*** Opening of Records for this exercise ***

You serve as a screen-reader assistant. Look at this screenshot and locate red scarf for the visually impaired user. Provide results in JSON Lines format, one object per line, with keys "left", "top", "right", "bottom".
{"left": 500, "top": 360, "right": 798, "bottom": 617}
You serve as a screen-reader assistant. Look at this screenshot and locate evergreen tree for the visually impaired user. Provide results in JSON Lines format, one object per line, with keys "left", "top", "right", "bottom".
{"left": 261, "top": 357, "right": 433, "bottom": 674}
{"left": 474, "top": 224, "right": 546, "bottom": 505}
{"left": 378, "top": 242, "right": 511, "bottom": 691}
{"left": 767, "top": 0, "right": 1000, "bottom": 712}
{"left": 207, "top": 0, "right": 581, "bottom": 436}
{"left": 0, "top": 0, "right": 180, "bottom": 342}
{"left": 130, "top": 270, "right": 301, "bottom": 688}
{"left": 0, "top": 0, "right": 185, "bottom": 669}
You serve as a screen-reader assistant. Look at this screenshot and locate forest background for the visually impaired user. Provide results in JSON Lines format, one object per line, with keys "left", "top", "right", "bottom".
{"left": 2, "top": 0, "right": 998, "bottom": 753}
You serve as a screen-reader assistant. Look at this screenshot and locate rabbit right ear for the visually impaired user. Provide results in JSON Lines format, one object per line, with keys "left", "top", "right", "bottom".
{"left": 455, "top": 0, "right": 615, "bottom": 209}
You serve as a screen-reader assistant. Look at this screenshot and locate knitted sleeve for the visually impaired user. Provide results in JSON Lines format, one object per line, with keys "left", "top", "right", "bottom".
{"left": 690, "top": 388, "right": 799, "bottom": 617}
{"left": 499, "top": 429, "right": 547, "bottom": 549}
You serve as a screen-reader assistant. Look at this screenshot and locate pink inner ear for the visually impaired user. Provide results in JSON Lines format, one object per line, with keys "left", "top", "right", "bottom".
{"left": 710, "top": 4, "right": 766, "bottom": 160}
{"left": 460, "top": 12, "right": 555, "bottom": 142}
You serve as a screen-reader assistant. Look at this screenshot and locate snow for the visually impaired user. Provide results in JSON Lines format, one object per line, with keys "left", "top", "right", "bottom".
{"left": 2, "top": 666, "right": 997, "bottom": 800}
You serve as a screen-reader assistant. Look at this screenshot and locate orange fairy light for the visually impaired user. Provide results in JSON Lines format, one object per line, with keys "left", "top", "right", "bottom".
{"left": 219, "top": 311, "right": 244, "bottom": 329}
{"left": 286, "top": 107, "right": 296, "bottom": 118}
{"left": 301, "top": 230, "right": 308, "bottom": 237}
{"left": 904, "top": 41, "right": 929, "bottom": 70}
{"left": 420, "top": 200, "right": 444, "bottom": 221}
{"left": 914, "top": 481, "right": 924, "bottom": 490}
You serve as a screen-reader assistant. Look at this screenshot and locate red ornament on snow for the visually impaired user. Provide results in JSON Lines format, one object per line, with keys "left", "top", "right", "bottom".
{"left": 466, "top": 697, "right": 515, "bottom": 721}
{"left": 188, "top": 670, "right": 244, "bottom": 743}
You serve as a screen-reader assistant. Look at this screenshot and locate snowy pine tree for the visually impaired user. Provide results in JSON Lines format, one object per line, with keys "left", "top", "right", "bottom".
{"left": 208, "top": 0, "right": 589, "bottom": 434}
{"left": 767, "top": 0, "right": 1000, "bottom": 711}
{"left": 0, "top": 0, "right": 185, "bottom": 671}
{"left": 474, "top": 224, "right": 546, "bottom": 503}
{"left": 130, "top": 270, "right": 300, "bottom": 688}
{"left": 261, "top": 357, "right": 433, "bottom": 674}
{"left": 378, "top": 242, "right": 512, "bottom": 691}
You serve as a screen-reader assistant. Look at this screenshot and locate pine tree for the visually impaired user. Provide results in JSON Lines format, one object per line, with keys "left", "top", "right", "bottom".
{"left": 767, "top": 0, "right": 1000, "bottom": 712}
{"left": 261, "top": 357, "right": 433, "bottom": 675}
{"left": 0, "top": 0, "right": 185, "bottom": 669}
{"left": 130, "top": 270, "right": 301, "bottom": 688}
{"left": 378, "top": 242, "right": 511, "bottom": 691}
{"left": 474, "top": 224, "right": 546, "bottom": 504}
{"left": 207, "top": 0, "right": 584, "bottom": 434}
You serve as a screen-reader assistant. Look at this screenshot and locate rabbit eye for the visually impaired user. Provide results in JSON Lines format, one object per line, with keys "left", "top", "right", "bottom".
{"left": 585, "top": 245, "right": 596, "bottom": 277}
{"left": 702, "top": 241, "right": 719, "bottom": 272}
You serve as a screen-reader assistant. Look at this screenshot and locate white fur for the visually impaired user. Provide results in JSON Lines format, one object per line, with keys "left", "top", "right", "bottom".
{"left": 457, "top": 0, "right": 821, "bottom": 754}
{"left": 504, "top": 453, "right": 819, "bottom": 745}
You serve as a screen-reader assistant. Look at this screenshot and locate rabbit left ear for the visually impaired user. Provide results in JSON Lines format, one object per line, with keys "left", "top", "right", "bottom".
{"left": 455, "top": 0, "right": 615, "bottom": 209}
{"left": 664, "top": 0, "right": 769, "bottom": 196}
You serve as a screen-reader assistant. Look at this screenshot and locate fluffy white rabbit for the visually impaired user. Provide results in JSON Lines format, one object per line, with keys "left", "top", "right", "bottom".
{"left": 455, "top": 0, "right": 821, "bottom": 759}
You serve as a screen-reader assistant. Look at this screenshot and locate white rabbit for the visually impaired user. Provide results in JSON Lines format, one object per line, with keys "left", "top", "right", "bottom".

*** Close of Records for this exercise ***

The lines above need to be restated word for word, all of them.

Response for this exercise »
You serve as a screen-reader assistant. Look at this screenshot and locate red scarf for the visually impaired user. Provide results in JSON Lines format, one object per line, with keys "left", "top", "right", "bottom".
{"left": 500, "top": 360, "right": 798, "bottom": 617}
You serve as a screen-reader assistant. Look at this screenshot and locate evergreen tree for the visually impaired user. Provide results in JSON Lines format, one object per line, with keys "left", "top", "right", "bottom".
{"left": 261, "top": 357, "right": 433, "bottom": 674}
{"left": 474, "top": 224, "right": 546, "bottom": 505}
{"left": 378, "top": 242, "right": 511, "bottom": 691}
{"left": 767, "top": 0, "right": 1000, "bottom": 712}
{"left": 207, "top": 0, "right": 581, "bottom": 436}
{"left": 0, "top": 0, "right": 180, "bottom": 342}
{"left": 130, "top": 270, "right": 301, "bottom": 688}
{"left": 0, "top": 0, "right": 185, "bottom": 669}
You serve as a screen-reader assistant. Look at this screenshot and locate forest background for the visually impaired user. Provide results in JSON Lines format, one object per line, with keys "left", "top", "right", "bottom".
{"left": 2, "top": 0, "right": 998, "bottom": 753}
You serve as a screen-reader assistant. Look at this screenshot and locate rabbit right ear for the visually impaired user. Provide results in JSON Lines format, one object per line, with keys "left", "top", "right", "bottom".
{"left": 455, "top": 0, "right": 615, "bottom": 209}
You serve as a screen-reader assistant. Look at this screenshot and locate knitted sleeve for the visually impaired user. Provide results in JSON Lines format, one object per line, with keys "left", "top", "right", "bottom".
{"left": 690, "top": 388, "right": 799, "bottom": 617}
{"left": 499, "top": 429, "right": 547, "bottom": 549}
You serve as a screen-reader assistant. Look at this screenshot and locate pink inner ear for the visually impaired user. Provide results in JSON Lines format, one object per line, with keys "left", "top", "right", "bottom".
{"left": 710, "top": 4, "right": 766, "bottom": 160}
{"left": 460, "top": 12, "right": 555, "bottom": 142}
You serve as a screen-reader assistant. Look at this screenshot and locate snow for the visually impaired user. Provide results in JSON Lines format, one object per line, with keys "left", "top", "right", "bottom".
{"left": 2, "top": 666, "right": 997, "bottom": 800}
You serve as a screen-reader assistant. Look at this screenshot and locate orange fairy light for the visually impaired user. Provide results in JSON Lines format, one object per line, with keys "left", "top", "right", "bottom".
{"left": 219, "top": 311, "right": 244, "bottom": 329}
{"left": 286, "top": 107, "right": 296, "bottom": 118}
{"left": 301, "top": 230, "right": 308, "bottom": 237}
{"left": 904, "top": 41, "right": 929, "bottom": 70}
{"left": 420, "top": 200, "right": 444, "bottom": 221}
{"left": 914, "top": 481, "right": 924, "bottom": 490}
You serve as a screen-reader assistant. Look at this screenshot and locate red ornament on snow for the visually impaired user. Provide results in JSON Lines format, one object per line, with keys "left", "top", "right", "bottom".
{"left": 466, "top": 697, "right": 515, "bottom": 721}
{"left": 188, "top": 670, "right": 244, "bottom": 743}
You serve as a screen-reader assistant. Look at this screenshot and locate snowy pine tree for the visually impaired user. Provide results in JSON Lines format, one object per line, with keys "left", "top", "right", "bottom".
{"left": 208, "top": 0, "right": 589, "bottom": 434}
{"left": 767, "top": 0, "right": 1000, "bottom": 711}
{"left": 0, "top": 0, "right": 185, "bottom": 671}
{"left": 474, "top": 224, "right": 546, "bottom": 503}
{"left": 130, "top": 270, "right": 300, "bottom": 688}
{"left": 261, "top": 357, "right": 433, "bottom": 674}
{"left": 378, "top": 242, "right": 512, "bottom": 691}
You serve as a screen-reader assistant. Look at this screenshot and locate pine tree for the visually impaired user. Provide results in JSON Lines format, one object per line, with keys "left", "top", "right", "bottom".
{"left": 767, "top": 0, "right": 1000, "bottom": 712}
{"left": 261, "top": 357, "right": 433, "bottom": 675}
{"left": 0, "top": 0, "right": 185, "bottom": 669}
{"left": 130, "top": 270, "right": 301, "bottom": 688}
{"left": 378, "top": 242, "right": 511, "bottom": 691}
{"left": 474, "top": 224, "right": 546, "bottom": 504}
{"left": 207, "top": 0, "right": 584, "bottom": 434}
You serve as a screen-reader assistant. Look at this screenshot and locate rabbit eye for the visually impaired user. Provide results in JSON Lines format, one object per line, with keys "left", "top", "right", "bottom".
{"left": 585, "top": 245, "right": 596, "bottom": 277}
{"left": 702, "top": 241, "right": 719, "bottom": 272}
You serve as a screen-reader assistant. Look at this screenshot and locate white fur for the visually impaired user. Provide results in JSON Lines format, one object per line, with keys "left", "top", "right", "bottom".
{"left": 457, "top": 0, "right": 821, "bottom": 754}
{"left": 504, "top": 453, "right": 819, "bottom": 745}
You serve as a screen-reader assistant. Look at this screenshot and locate rabbit left ear for the visually impaired user. Provide results in JSON Lines format, one object per line, with keys "left", "top", "right", "bottom".
{"left": 455, "top": 0, "right": 615, "bottom": 209}
{"left": 664, "top": 0, "right": 769, "bottom": 196}
You serve as a screen-reader assistant. Look at this screenshot and locate fluffy white rabbit for the visually impaired user. Provide results in JSON Lines format, one object per line, with keys "left", "top", "right", "bottom".
{"left": 455, "top": 0, "right": 821, "bottom": 759}
You serve as a screen-reader assistant. Look at this screenshot and locate white rabbit for the visually impaired user. Provide results in JSON Lines format, one object per line, with keys "left", "top", "right", "bottom".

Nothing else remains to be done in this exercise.